Lucas Henrique Ribeiro, Doutorando em Ciência Política pela UFMG
Barbara Panseri, Mestra em Administração Pública e Governo pela FGV-SP
É emblemático que hoje, 1º de abril, dia em que se completam 57 anos do Golpe Militar de 1964, o povo brasileiro esteja cercado pelos mesmos problemas de outrora, digladiando-se em debates estéreis enquanto caminha desgovernado em rumo oposto à prosperidade. Em cerca de meia década, destruímos parte substancial daquilo que com esforço e sacrifício construímos desde a estabilização do real durante o governo FHC. A partir das eleições de 2014, nos vemos engalfinhados na maior crise política desde a redemocratização em 1985, e até agora não colhemos nenhum benefício por ter colaborado passiva ou ativamente para a geração de tamanha instabilidade política. Pelo contrário, prejuízos se acumulam em múltiplas áreas. Pesadelos do passado voltam a nos assombrar: desemprego, fome, saúde e educação precárias, inflação e muitos outros. Afinal, de onde emana essa força que nos mantém presos a tão ingrato destino?
Dentre muitos problemas decorrentes da nossa formação histórica enquanto nação (explorada e escravizada desde o berço, mantida unida ao preço do sangue daqueles que ousaram não se submeter à tamanha degradação da dignidade humana e condenada a repetir o passado ad infinitum enquanto desprezar o conhecimento, a competência e a civilidade como atributos essenciais das suas lideranças), a obstrução do debate público continua a cumprir função essencial no nosso fracasso civilizatório. As raízes desse vício político se encontram no passado distante e se estendem até os dias atuais: a constituição involuntária de uma nação com a única finalidade de servir aos interesses de alguns poucos. Não sem razão, a política brasileira expressa tamanho dissenso, pois somente através dele uma minoria pode governar em interesse próprio.

* [TAREFAS]
1. No texto sobre a crise política brasileira, por que a política do país expressa tamanho dissenso? Responda em uma a três frases.
2. Redigite do texto sobre a crise política brasileira o trecho entre "Dentre muitos problemas" e "em interesse próprio.", inclusive.
Os registros são um material separado do texto.

Registros extraídos de uma coleção
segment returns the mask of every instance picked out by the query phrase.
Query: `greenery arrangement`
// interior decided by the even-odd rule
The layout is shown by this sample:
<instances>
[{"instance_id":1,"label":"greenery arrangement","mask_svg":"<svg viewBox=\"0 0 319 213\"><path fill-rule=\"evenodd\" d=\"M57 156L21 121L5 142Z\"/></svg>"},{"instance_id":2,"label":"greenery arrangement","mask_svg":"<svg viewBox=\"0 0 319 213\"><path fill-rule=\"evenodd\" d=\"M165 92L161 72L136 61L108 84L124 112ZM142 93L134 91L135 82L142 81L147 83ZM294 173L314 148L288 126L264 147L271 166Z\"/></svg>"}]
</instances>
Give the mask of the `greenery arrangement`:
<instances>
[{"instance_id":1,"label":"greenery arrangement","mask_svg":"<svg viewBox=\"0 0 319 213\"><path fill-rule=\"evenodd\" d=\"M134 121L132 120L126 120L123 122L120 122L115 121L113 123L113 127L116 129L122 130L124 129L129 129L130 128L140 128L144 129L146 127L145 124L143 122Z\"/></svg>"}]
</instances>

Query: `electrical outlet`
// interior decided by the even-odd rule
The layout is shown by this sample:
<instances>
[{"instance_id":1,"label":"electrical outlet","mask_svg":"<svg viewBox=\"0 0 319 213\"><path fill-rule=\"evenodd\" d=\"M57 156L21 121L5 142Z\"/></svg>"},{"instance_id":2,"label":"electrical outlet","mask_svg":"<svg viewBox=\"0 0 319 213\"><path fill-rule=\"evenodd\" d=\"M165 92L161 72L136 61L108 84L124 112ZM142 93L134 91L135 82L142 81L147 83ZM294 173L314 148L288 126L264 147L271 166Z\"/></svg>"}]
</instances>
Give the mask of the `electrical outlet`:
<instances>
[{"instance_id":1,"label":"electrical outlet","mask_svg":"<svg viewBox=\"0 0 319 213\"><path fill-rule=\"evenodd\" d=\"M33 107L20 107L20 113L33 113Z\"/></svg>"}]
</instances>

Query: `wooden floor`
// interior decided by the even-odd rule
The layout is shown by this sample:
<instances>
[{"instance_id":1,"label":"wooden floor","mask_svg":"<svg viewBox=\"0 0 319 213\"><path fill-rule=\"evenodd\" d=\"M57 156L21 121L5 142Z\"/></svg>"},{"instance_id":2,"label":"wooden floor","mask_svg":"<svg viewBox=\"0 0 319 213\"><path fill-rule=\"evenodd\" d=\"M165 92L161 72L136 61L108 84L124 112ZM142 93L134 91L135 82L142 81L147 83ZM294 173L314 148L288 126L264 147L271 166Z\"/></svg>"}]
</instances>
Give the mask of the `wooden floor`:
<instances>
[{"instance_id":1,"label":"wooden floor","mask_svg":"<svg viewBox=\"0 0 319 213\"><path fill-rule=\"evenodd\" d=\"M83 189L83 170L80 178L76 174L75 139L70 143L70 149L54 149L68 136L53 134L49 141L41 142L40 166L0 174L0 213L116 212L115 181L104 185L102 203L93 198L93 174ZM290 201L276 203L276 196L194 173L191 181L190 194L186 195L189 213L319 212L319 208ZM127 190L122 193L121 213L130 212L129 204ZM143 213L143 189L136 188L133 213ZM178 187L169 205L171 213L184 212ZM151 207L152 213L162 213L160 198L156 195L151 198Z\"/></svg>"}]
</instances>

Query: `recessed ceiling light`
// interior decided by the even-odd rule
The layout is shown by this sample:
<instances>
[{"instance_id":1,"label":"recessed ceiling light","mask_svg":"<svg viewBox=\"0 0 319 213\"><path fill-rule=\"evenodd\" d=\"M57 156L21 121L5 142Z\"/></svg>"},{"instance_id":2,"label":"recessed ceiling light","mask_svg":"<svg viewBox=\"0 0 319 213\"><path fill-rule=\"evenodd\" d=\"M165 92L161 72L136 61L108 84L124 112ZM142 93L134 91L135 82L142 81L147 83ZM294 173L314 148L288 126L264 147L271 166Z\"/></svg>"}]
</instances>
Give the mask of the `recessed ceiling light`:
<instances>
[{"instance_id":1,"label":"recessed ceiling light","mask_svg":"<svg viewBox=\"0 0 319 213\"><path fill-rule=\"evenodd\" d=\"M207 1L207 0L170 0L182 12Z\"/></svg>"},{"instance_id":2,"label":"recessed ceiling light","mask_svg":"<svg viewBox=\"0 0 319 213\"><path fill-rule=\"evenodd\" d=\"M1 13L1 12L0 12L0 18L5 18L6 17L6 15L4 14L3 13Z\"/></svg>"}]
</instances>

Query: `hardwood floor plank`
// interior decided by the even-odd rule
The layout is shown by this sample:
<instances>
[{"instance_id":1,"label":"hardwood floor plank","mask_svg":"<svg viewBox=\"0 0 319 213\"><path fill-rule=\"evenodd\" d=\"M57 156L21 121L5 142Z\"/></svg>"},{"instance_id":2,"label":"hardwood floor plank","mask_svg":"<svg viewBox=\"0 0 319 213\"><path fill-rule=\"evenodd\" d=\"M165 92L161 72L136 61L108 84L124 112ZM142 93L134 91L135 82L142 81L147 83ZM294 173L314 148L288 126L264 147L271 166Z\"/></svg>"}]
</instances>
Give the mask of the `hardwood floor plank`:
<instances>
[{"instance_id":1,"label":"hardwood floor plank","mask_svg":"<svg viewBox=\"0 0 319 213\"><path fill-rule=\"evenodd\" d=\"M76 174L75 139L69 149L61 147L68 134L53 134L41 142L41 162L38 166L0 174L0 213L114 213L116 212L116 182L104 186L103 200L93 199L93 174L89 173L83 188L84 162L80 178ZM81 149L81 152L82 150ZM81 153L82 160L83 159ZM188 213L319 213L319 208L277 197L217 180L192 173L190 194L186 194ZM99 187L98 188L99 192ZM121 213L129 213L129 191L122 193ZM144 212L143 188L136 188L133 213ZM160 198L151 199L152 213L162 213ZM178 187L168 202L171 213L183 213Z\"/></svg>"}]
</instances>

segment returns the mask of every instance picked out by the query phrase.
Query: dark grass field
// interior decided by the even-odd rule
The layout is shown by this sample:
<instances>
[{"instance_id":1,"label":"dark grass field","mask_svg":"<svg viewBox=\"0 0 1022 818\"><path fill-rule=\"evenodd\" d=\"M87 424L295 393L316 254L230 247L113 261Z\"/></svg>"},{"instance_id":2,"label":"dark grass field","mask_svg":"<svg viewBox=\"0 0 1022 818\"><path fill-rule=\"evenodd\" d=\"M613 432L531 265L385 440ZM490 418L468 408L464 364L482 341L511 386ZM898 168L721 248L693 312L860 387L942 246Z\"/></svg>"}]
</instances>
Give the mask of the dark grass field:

* [RESPOSTAS ESPERADAS]
1. Porque somente por meio desse dissenso uma minoria pode governar em interesse próprio.

2.
Dentre muitos problemas decorrentes da nossa formação histórica enquanto nação (explorada e escravizada desde o berço, mantida unida ao preço do sangue daqueles que ousaram não se submeter à tamanha degradação da dignidade humana e condenada a repetir o passado ad infinitum enquanto desprezar o conhecimento, a competência e a civilidade como atributos essenciais das suas lideranças), a obstrução do debate público continua a cumprir função essencial no nosso fracasso civilizatório. As raízes desse vício político se encontram no passado distante e se estendem até os dias atuais: a constituição involuntária de uma nação com a única finalidade de servir aos interesses de alguns poucos. Não sem razão, a política brasileira expressa tamanho dissenso, pois somente através dele uma minoria pode governar em interesse próprio.